**CONSIGNE A**
Reproduisez à l'identique, sans rien omettre, toutes les lignes du listing de détection placé après le texte.

Digital Detox : définition, bienfaits, comment faire ?

[Mis à jour le 6 février 2023 à 15h40] Fini l’hyperconnexion ! La Journée sans téléphone portable (ou smartphone) est l’occasion de s’éloigner des écrans pendant un certain temps. Loin d’être un challenge facile, la digital detox ou la désintoxication numérique consiste à se défaire des écrans pendant un temps donné. 1 jour, 1 semaine, 1 mois ou plus. C’est d’ailleurs le défi que se sont lancées Léa et Manon, deux cousines et colocataires accros aux réseaux sociaux et à Internet, dans la série française Détox (« Off the Hook » pour le titre anglophone), diffusée sur la plateforme Netflix.

Si la tendance de la digital detox est de plus en plus populaire, c’est que le numérique prend de plus en plus de place dans la vie des Français qui passent en moyenne 4h22 par jour devant des écrans (hors travail), selon un sondage mené par BVA Group, experts du comportement. Près de deux tiers des Français avouent être aujourd’hui dépendants de leurs outils connectés, et un tiers totalement dépendants, à l’origine d’un sentiment de manque. Pour autant, ces appareils ne sont pas à diaboliser, mais plutôt à utiliser de manière plus responsable et bienveillante. Alors, à l’heure où les smartphones, tablettes, télés, ordinateurs et montres connectées sont omniprésents dans notre quotidien, comment faire une digital detox ? Et que gagne-t-on à les lâcher pendant une période ? Tour des bienfaits et conseils avec Dana Castro, psychologue et psychothérapeute.

C’est quoi une digital detox ?

On l’appelle « digital détox » en anglais ou désintoxication numérique en français. Le terme est entré pour la première fois dans le dictionnaire d’Oxford en 2014, mais il est de plus en plus utilisé, y compris en France. La digital detox correspond à un sevrage du numérique. Elle consiste à faire une pause dans son utilisation des écrans, de son téléphone, de sa tablette ou de son ordinateur. En clair, pendant une période définie, on s’abstient d’utiliser son smartphone, d’allumer la télévision ou encore de jouer sur son ordinateur.

Quelles sont les bienfaits d’une digital detox ?

« La connexion au numérique est simple, facile, attirante et surtout occupationnelle. Elle devient vite une habitude qui vient combler un vide. Les écrans, et particulièrement le téléphone, est une espèce de consommable : on zappe, on passe d’un réseau social à une news, d’une photo de mode à une vidéo divertissante… Notre cerveau va dans toutes les directions et il a très peu de moment pour se poser et réfléchir de façon constructive. Il n’est pas dans un voyage sensoriel qui pourrait le nourrir, mais plutôt dans une forme d’errance sans grande finalité. Au final, la surconsommation du numérique entraîne une fatigue (visuelle certes, mais surtout mentale et émotionnelle) doublée d’une forme d’ennui. Il est donc intéressant de se détoxifier de temps en temps« , explique notre interlocutrice. Dans le détail, faire une digital détox permet de :

► Se retrouver avec soi-même et nourrir son discours intérieur. « Les outils numériques sont tournés vers l’extérieur et inhibent l’intériorité. Ils ne nous apportent pas beaucoup de réponses sur nous-mêmes. En stoppant de temps en temps son lien au numérique, on se reconnecte à soi-même, on s’écoute davantage et on se questionne sur ses ressentis, ses émotions, ses besoins, ses limites…« , liste notre spécialiste.

**CONSIGNE B**
Remplacez « sevrage » par « arrêt » dans tout le passage de l'article sur la digital detox allant de « C’est quoi une » jusqu'à « d’une digital detox ? », puis restituez ce passage.

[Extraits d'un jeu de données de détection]
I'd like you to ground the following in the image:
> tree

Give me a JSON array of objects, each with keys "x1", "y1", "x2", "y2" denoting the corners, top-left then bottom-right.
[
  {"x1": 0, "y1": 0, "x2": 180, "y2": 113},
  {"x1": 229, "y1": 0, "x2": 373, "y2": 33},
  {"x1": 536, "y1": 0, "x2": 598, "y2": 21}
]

**RÉSULTAT FINAL A**
I'd like you to ground the following in the image:
> tree

Give me a JSON array of objects, each with keys "x1", "y1", "x2", "y2" denoting the corners, top-left then bottom-right.
[
  {"x1": 0, "y1": 0, "x2": 180, "y2": 113},
  {"x1": 229, "y1": 0, "x2": 373, "y2": 33},
  {"x1": 536, "y1": 0, "x2": 598, "y2": 21}
]

**RÉSULTAT FINAL B**
C’est quoi une digital detox ?

On l’appelle « digital détox » en anglais ou désintoxication numérique en français. Le terme est entré pour la première fois dans le dictionnaire d’Oxford en 2014, mais il est de plus en plus utilisé, y compris en France. La digital detox correspond à un arrêt du numérique. Elle consiste à faire une pause dans son utilisation des écrans, de son téléphone, de sa tablette ou de son ordinateur. En clair, pendant une période définie, on s’abstient d’utiliser son smartphone, d’allumer la télévision ou encore de jouer sur son ordinateur.

Quelles sont les bienfaits d’une digital detox ?